Repeat all of the material below, swapping every "Drop a marker" for "Place a pin" and leaving everything else unchanged.
|---|
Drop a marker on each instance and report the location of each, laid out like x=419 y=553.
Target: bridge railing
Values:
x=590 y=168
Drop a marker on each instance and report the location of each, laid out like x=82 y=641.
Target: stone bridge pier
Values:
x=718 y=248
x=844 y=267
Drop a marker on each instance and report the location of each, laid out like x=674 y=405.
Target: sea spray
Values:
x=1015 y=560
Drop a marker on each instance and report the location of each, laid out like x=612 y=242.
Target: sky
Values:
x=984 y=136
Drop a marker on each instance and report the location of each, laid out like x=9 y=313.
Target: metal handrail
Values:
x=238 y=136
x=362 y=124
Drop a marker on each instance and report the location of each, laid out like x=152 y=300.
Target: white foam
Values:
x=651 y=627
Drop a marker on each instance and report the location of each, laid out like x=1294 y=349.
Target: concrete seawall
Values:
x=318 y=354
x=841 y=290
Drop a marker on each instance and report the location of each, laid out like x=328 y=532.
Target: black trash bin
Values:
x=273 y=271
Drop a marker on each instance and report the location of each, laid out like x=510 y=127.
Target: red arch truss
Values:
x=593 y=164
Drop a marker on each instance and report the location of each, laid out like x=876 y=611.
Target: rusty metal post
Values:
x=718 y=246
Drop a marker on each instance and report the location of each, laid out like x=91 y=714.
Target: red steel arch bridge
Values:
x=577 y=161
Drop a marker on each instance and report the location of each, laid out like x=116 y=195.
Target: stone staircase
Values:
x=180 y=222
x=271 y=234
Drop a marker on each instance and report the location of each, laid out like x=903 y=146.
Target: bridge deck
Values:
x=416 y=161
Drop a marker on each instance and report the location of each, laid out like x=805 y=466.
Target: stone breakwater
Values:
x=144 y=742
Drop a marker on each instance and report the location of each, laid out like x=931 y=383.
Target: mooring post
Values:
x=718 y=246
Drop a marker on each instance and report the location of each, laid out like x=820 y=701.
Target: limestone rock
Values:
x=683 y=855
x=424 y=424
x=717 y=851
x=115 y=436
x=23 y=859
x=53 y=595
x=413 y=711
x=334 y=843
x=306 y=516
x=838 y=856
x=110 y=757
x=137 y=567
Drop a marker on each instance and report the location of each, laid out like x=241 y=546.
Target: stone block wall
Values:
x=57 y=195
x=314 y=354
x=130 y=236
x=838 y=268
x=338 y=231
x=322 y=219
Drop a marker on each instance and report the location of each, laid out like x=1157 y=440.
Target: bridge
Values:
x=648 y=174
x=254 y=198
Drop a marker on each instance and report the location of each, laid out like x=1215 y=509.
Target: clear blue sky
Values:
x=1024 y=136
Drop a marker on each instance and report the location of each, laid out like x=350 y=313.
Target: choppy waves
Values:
|---|
Output of the exercise ::
Place a pin on each instance and report the location of each, laid out like x=419 y=553.
Target: bridge railing
Values:
x=590 y=168
Place a pin on each instance and report the location of each, laid out like x=82 y=641.
Target: stone bridge pier
Values:
x=718 y=248
x=844 y=267
Place a pin on each instance and report the location of each, laid out like x=674 y=405.
Target: sea spray
Values:
x=1015 y=560
Place a pin on each instance and report the location of each, laid out like x=612 y=242.
Target: sky
Values:
x=984 y=136
Place a pin on each instance and report the location of each, laid out like x=9 y=313.
Target: metal handrail
Values:
x=238 y=136
x=362 y=124
Place a pin on each instance and report the location of each, laid out like x=152 y=300.
Target: white foam
Values:
x=651 y=627
Place a pin on each instance and report the location of each, laid out like x=1294 y=349.
Target: concrete seawall
Values:
x=318 y=354
x=841 y=290
Place a pin on each instance and report the location of each, laid out like x=328 y=532.
Target: black trash bin
Values:
x=273 y=271
Place a pin on each instance and report the location of each, laid out like x=510 y=127.
Target: red arch truss
Values:
x=593 y=164
Place a pin on each instance and report the location of each, laid out like x=876 y=611.
Target: rusty metal post
Values:
x=718 y=246
Place a pin on each instance and report the location of each, laid out like x=91 y=714.
Target: red steel arch bridge
Values:
x=577 y=161
Place a pin on each instance and report the location of each, laid out like x=116 y=195.
Target: stone staircase
Values:
x=180 y=222
x=271 y=234
Place a pin on each instance and report the location of each, laid out like x=903 y=146.
Target: bridge deck
Values:
x=416 y=161
Place a pin on each instance and report the location of each, laid out like x=805 y=466.
Target: stone breakwater
Values:
x=144 y=742
Place a pin on each instance and report the location of each, laid out like x=931 y=383.
Target: mooring post
Values:
x=718 y=246
Place a pin on each instance and report the location of each, laid out like x=820 y=701.
Target: limestone rock
Values:
x=683 y=855
x=424 y=424
x=717 y=851
x=115 y=436
x=23 y=859
x=53 y=595
x=413 y=711
x=334 y=843
x=306 y=516
x=838 y=856
x=110 y=757
x=137 y=567
Place a pin on each instance and report the location of each, laid out like x=241 y=546.
Target: stone block wall
Values:
x=57 y=195
x=314 y=354
x=130 y=236
x=838 y=268
x=338 y=231
x=322 y=219
Place a pin on each instance and report the location of each, laid out like x=1157 y=440.
Target: bridge
Values:
x=648 y=174
x=254 y=198
Place a pin on each instance and report the location of each, laid out like x=1215 y=509.
Target: clear blue sky
Values:
x=1024 y=136
Place a pin on each instance and report the location of each, laid out like x=350 y=313.
Target: choppy waves
Values:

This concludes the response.